- _Reading text_
-=-=-=-=-
July 11, 2012
United States Securities and Exchange Commission
Division of Corporation Finance
100 F Street, NE
Washington, DC 20549
Attention: Max Webb
Assistant Director
Re: Entest Biomedical, Inc.
Registration Statement on Form S-1
File No. 333-182073
Filed on June 12, 2012
Dear Sirs:
The following responses address the comments of the Staff (the “Staff”) as set forth in its letter dated July 2, 2012 (the “Comment Letter”) relating to the Registration Statement on Form S-1 of Entest Biomedical, Inc. (The "Company").
1. The term “affiliate” is defined in Rule 405 promulgated under the Securities Act of 1933 as “a person that directly, or indirectly through one or more intermediaries, controls or is controlled by, or is under common control with, the person specified”. The term has a similar definition in Rule 144, promulgated under the Act. Officers and directors of an issuer are generally presumed to be affiliates of that issuer. Many securities practitioners view 10% equity ownership as presumptive evidence of affiliate status, although there is no bright-line test that determines affiliate status. Neither of Southridge or any employee, director, shareholder or control person of Southridge is now, or ever was, an officer or director of the Company or a relative or spouse of any such person.
-=-=-=-=-
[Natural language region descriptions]
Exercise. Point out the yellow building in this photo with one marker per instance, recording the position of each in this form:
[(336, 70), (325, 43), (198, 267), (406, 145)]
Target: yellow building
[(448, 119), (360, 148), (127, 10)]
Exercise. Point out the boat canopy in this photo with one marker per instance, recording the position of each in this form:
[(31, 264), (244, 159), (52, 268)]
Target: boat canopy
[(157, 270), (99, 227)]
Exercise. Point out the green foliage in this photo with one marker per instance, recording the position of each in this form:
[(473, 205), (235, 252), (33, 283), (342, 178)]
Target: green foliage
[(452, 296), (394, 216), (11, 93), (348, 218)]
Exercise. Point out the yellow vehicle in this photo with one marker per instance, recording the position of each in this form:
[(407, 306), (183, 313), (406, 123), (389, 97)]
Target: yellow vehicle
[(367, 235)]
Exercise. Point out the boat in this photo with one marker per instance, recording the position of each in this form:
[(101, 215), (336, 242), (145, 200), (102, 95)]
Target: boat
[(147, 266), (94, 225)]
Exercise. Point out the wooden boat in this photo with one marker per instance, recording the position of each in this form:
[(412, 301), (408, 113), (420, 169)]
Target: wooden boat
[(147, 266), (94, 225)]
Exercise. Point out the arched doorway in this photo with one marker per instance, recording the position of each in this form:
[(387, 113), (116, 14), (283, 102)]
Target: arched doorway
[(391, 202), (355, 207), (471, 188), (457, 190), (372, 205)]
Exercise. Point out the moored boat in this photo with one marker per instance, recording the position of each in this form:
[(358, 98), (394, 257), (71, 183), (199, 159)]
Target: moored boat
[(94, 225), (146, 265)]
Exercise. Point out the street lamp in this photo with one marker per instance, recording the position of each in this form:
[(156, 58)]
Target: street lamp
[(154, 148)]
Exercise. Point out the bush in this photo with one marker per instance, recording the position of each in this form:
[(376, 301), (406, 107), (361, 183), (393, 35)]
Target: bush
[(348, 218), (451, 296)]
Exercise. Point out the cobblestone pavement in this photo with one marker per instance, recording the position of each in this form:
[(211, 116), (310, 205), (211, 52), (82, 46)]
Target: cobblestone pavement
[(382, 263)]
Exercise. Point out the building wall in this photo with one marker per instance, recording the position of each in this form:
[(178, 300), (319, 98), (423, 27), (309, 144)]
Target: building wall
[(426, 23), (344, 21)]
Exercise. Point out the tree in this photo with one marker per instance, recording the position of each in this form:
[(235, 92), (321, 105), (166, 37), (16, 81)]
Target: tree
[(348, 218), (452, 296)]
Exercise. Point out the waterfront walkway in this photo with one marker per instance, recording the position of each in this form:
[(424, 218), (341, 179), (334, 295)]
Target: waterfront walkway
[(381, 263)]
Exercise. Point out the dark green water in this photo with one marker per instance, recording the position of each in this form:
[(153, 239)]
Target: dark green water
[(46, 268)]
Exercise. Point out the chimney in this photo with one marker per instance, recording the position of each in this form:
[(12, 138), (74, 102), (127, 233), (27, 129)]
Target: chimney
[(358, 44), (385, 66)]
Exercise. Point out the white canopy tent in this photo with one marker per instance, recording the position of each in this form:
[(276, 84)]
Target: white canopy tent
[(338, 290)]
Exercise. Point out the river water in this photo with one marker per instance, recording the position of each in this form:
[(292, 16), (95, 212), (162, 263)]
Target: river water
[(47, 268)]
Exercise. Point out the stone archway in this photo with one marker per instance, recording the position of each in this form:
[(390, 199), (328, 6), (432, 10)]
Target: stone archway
-=-=-=-=-
- _Problem statement_
Transcribe the passage of the SEC response letter starting with "1. The term" and going on through "any such person.".

- _Solution below_
1. The term “affiliate” is defined in Rule 405 promulgated under the Securities Act of 1933 as “a person that directly, or indirectly through one or more intermediaries, controls or is controlled by, or is under common control with, the person specified”. The term has a similar definition in Rule 144, promulgated under the Act. Officers and directors of an issuer are generally presumed to be affiliates of that issuer. Many securities practitioners view 10% equity ownership as presumptive evidence of affiliate status, although there is no bright-line test that determines affiliate status. Neither of Southridge or any employee, director, shareholder or control person of Southridge is now, or ever was, an officer or director of the Company or a relative or spouse of any such person.